§ Problem to solve:
Pull out every line below that contains the string "head", treating uppercase and lowercase as different.

§ Stored records:
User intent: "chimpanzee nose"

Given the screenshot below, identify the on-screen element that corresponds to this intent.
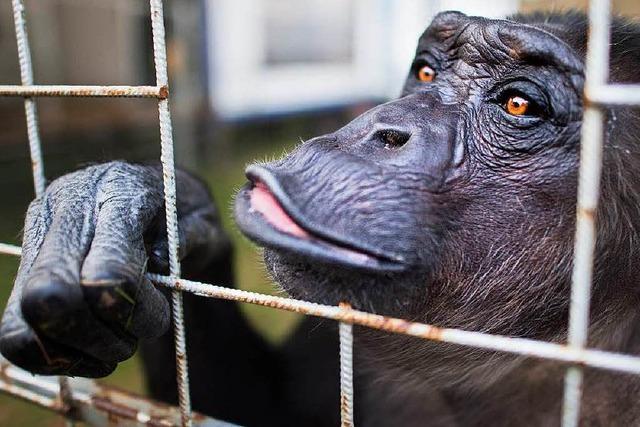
[373,128,411,148]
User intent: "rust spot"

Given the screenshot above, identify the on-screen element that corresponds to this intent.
[578,208,596,221]
[158,86,169,99]
[91,396,173,427]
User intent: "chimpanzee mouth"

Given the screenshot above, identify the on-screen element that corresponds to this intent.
[235,167,405,272]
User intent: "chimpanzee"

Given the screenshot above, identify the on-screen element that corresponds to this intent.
[0,12,640,427]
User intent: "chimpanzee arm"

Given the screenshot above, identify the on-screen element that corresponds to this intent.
[0,162,304,425]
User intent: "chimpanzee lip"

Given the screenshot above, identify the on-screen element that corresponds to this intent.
[235,167,405,272]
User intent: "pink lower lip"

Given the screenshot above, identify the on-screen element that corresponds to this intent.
[250,182,310,238]
[250,182,371,263]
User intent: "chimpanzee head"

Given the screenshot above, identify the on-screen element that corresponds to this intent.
[236,12,640,392]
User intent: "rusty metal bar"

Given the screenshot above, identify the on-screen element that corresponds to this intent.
[562,0,611,427]
[0,243,22,256]
[149,0,192,427]
[0,85,169,99]
[11,0,45,197]
[0,357,232,427]
[0,244,640,374]
[147,274,640,374]
[338,303,353,427]
[585,84,640,106]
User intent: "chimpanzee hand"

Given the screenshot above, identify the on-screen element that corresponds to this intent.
[0,162,226,377]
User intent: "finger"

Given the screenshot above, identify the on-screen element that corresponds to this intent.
[0,200,116,377]
[21,197,135,363]
[149,202,230,273]
[80,189,170,338]
[0,314,116,378]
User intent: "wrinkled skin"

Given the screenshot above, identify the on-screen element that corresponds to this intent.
[0,12,640,426]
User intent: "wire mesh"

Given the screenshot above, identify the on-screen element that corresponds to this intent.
[0,0,640,427]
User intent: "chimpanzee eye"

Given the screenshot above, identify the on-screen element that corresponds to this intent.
[496,88,547,117]
[504,95,530,116]
[416,64,436,83]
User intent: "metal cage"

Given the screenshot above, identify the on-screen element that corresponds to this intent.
[0,0,640,427]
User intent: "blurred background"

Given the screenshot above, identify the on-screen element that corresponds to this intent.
[0,0,640,426]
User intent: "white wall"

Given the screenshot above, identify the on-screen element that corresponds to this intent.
[205,0,519,119]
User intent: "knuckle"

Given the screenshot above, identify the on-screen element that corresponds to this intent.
[21,277,82,325]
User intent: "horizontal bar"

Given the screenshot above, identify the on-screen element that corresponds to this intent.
[0,245,640,374]
[0,85,169,99]
[147,274,640,374]
[0,357,233,427]
[585,84,640,106]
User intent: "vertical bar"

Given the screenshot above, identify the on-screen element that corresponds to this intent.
[562,0,611,427]
[339,303,353,427]
[150,0,192,426]
[11,0,45,197]
[11,0,73,426]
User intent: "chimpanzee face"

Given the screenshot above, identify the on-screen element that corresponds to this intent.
[236,12,583,336]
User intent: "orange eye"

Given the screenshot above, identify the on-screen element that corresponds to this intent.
[416,65,436,83]
[504,95,529,116]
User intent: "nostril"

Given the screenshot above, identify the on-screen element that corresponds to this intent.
[376,129,411,149]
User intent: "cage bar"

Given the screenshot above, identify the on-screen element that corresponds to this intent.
[562,0,611,427]
[338,303,353,427]
[585,84,640,106]
[11,0,45,197]
[149,0,192,427]
[0,356,233,427]
[0,85,169,99]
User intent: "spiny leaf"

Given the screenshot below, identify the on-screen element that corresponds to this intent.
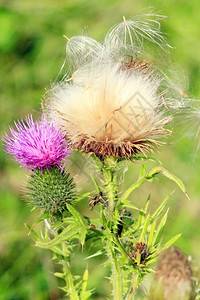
[67,204,86,226]
[24,223,42,241]
[121,177,146,203]
[147,166,189,199]
[92,177,101,193]
[144,195,150,215]
[33,212,51,225]
[80,268,90,300]
[159,233,182,252]
[151,192,174,220]
[36,226,83,249]
[140,215,150,242]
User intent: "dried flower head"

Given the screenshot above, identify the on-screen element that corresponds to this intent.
[44,15,180,158]
[3,116,71,170]
[150,247,192,300]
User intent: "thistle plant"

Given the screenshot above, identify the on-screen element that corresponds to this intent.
[3,15,197,300]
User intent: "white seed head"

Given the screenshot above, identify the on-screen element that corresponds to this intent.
[45,14,184,157]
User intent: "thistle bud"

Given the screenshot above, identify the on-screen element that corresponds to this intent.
[28,167,75,216]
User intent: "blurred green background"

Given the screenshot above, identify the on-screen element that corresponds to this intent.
[0,0,200,300]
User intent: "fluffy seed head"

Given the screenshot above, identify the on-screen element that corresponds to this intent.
[3,116,71,171]
[150,247,192,300]
[44,15,180,159]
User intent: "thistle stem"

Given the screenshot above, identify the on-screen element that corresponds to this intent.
[126,272,140,300]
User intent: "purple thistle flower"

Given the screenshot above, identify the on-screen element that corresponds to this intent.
[2,115,72,171]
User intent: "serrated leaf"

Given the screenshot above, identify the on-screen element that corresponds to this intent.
[92,176,101,193]
[151,192,174,220]
[85,250,103,259]
[140,215,150,242]
[121,177,146,203]
[24,223,42,241]
[67,204,86,226]
[159,233,182,252]
[131,156,162,166]
[144,195,150,215]
[74,192,92,202]
[36,226,83,249]
[147,166,189,199]
[33,212,51,225]
[80,268,88,299]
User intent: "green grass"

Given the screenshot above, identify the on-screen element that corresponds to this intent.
[0,0,200,300]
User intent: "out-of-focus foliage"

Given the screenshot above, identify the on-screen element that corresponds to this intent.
[0,0,200,300]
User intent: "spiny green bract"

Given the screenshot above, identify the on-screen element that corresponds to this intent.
[27,167,75,215]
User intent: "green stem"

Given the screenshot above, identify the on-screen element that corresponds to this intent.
[126,272,140,300]
[113,235,130,262]
[108,245,123,300]
[59,243,80,300]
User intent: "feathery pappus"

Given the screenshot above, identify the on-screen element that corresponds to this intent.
[44,15,184,159]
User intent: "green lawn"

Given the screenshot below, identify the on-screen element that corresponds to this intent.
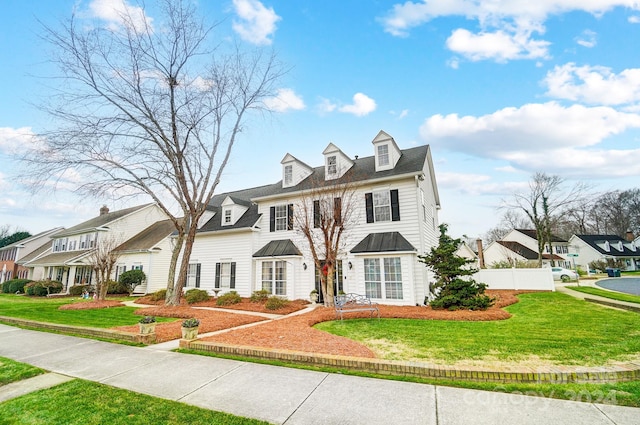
[316,292,640,366]
[567,286,640,304]
[0,294,172,328]
[0,379,267,425]
[0,357,44,387]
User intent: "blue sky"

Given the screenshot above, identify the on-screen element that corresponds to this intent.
[0,0,640,237]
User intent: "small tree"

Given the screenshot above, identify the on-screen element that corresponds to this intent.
[418,224,494,310]
[118,270,147,295]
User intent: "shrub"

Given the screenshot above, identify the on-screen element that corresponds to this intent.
[138,316,156,324]
[182,317,200,328]
[24,280,62,297]
[264,295,289,310]
[107,280,129,294]
[2,279,31,294]
[150,289,167,301]
[216,291,242,305]
[69,285,94,296]
[118,269,147,295]
[184,288,211,304]
[249,289,269,303]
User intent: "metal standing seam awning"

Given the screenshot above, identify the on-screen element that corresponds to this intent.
[253,239,302,258]
[351,232,417,254]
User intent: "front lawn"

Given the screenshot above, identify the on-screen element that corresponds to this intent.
[567,286,640,304]
[316,292,640,367]
[0,379,267,425]
[0,357,44,387]
[0,294,171,328]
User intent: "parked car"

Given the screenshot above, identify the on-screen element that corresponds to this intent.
[551,267,579,282]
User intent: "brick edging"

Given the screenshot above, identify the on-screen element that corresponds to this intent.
[0,316,156,344]
[180,339,640,384]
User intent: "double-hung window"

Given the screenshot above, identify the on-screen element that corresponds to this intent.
[364,257,402,300]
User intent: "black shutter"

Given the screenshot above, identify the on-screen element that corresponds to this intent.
[391,189,400,221]
[364,192,373,223]
[269,207,276,232]
[229,261,236,289]
[333,198,342,226]
[313,201,320,229]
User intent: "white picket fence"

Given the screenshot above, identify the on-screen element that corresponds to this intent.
[473,267,556,291]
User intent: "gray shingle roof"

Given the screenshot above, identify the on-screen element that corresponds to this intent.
[56,204,152,237]
[351,232,416,254]
[199,145,429,232]
[576,235,640,257]
[114,220,176,251]
[253,239,302,257]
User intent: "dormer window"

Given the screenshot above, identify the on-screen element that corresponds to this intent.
[327,155,338,175]
[284,165,293,187]
[378,145,389,167]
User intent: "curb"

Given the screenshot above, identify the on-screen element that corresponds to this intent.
[180,339,640,384]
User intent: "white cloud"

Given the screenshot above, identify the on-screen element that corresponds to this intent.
[264,89,305,112]
[0,127,36,155]
[233,0,282,45]
[338,93,377,117]
[89,0,153,32]
[420,102,640,176]
[379,0,640,61]
[446,29,549,61]
[575,30,598,49]
[543,63,640,105]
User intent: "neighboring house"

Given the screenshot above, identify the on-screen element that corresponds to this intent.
[484,229,571,268]
[114,220,176,294]
[24,204,166,291]
[187,131,440,305]
[569,235,640,270]
[0,227,64,283]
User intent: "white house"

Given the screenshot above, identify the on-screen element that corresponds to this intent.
[484,229,571,268]
[187,131,440,305]
[0,227,64,283]
[24,204,166,291]
[569,235,640,270]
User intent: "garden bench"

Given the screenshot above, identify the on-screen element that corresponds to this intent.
[333,294,380,320]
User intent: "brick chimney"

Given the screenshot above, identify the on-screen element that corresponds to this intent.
[476,239,485,269]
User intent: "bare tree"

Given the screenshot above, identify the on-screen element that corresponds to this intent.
[87,235,122,300]
[293,178,358,307]
[502,172,586,267]
[26,0,282,305]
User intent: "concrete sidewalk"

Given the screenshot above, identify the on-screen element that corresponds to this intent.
[0,325,640,425]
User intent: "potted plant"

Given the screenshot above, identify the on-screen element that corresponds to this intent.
[138,316,156,335]
[182,317,200,339]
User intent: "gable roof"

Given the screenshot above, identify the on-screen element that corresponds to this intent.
[575,235,640,257]
[351,232,416,254]
[55,204,153,237]
[513,229,569,243]
[114,220,176,252]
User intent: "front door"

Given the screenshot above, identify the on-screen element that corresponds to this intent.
[316,260,343,304]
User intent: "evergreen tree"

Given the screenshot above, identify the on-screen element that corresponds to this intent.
[418,224,495,310]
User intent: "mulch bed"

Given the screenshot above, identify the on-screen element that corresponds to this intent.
[202,291,524,358]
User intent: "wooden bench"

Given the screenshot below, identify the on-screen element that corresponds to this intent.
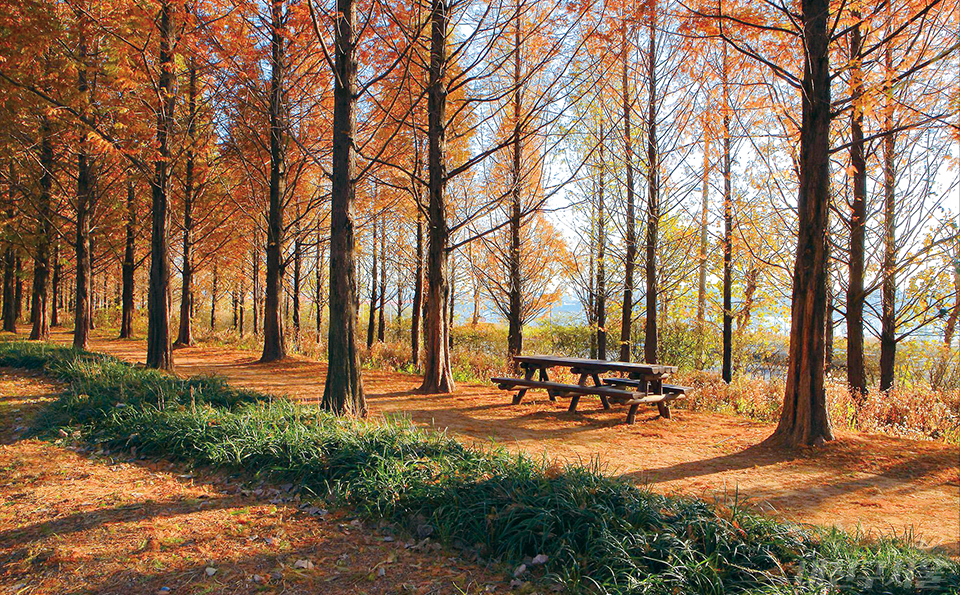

§ Task response:
User intent: "chimpanzee head"
User intent: "dried flower head"
User intent: "white seed head"
User intent: "fluffy seed head"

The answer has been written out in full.